-- ЗАДАНИЯ --
(1) Замените «Египта» на «Индии» в отрывке текста о норманской теории, который открывается словами «Самые крупные первые» и закрывается словами «уж нелепых теорий.», и приведите этот отрывок заново.
(2) Масштабируйте координаты точек в ответах всех записей: умножьте каждое число на 1,5 и округлите до целого, половины вверх. Приведите заново все строки записей вместе с запросами, но картинки в ответ не включайте.

___ ТЕКСТ ДОКУМЕНТА

Нужно заметить, однако, что были и иностранцы (Эверс, напр.), не считавшие норманскую теорию удовлетворительной. Но работа того же Эверса была напечатана по-немецки и для широких кругов была потеряна. Да и при засилье власть предержащих Минихов, Биронов и т. д. выступать против норманизма политически было небезопасно. Удивительно ли после это го, что все свои старания направляли на изыскание новых подкреплений норманизма, лавина которого все нарастала, подавляя инакомыслие. Первый русский историк В. Н. Татищев занял неясную позицию, одновременно принимая славянское западное происхождение Рюрика и настаивая на том, что «варяги» были главным образом финны из-за Ладожского озера. Карамзин же, увы, был уже не колеблющимся, вполне определенным норманистом.
Самые крупные первые исторические труды, таким образом, продолжали распространять в русском просвещенном обществе только идеи норманизма. Антинорманисты были гораздо слабее и количественно, и качественно. Если бы они были идейно сплочены, то норманизм был бы опрокинут очень скоро, ибо он держался на глиняных ногах. Порой критика норманизма была убийственна. Но норманизм держался потому, что антинорманисты предлагали еще менее вероятные теории. Напр., о том, что руссы были гуннами, готами, кельтами, пруссами и т. д. В последнее время одна «вещая» дама даже вывела руссов из… Египта! Разумеется, при таком положении дел общество, даже сознавая все недостатки норманизма, не могло стать на сторону совсем уж нелепых теорий.

______
___ ЗАПИСИ ДЛЯ УПРАЖНЕНИЯ

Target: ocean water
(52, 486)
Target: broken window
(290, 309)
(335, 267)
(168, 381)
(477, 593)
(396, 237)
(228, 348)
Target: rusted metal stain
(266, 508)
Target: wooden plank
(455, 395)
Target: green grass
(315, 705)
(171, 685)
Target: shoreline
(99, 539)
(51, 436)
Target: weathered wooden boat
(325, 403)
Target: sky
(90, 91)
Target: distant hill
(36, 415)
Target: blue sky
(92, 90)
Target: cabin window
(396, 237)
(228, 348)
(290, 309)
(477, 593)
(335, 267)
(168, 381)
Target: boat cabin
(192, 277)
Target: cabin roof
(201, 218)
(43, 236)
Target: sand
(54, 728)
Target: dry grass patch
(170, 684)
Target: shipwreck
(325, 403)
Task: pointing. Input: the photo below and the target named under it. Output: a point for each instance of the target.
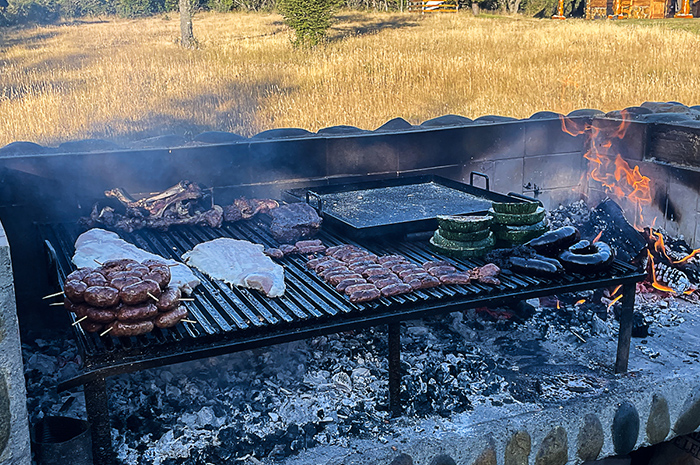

______

-- ОТВЕТЫ ПО ЗАДАНИЯМ --
(1)
Самые крупные первые исторические труды, таким образом, продолжали распространять в русском просвещенном обществе только идеи норманизма. Антинорманисты были гораздо слабее и количественно, и качественно. Если бы они были идейно сплочены, то норманизм был бы опрокинут очень скоро, ибо он держался на глиняных ногах. Порой критика норманизма была убийственна. Но норманизм держался потому, что антинорманисты предлагали еще менее вероятные теории. Напр., о том, что руссы были гуннами, готами, кельтами, пруссами и т. д. В последнее время одна «вещая» дама даже вывела руссов из… Индии! Разумеется, при таком положении дел общество, даже сознавая все недостатки норманизма, не могло стать на сторону совсем уж нелепых теорий.

(2)
Target: ocean water
(78, 729)
Target: broken window
(435, 464)
(503, 401)
(252, 572)
(716, 890)
(594, 356)
(342, 522)
Target: rusted metal stain
(399, 762)
Target: wooden plank
(683, 593)
Target: green grass
(473, 1058)
(257, 1028)
Target: shoreline
(149, 809)
(77, 654)
Target: weathered wooden boat
(488, 605)
Target: sky
(135, 137)
Target: distant hill
(54, 623)
Target: blue sky
(138, 135)
Target: cabin window
(594, 356)
(342, 522)
(435, 464)
(716, 890)
(503, 401)
(252, 572)
Target: boat cabin
(288, 416)
Target: cabin roof
(302, 327)
(65, 354)
Target: sand
(81, 1092)
Target: dry grass patch
(255, 1026)
Target: shipwreck
(488, 605)
Task: pointing. Input: the photo below and the target named under it. Output: a point for each instance of the target.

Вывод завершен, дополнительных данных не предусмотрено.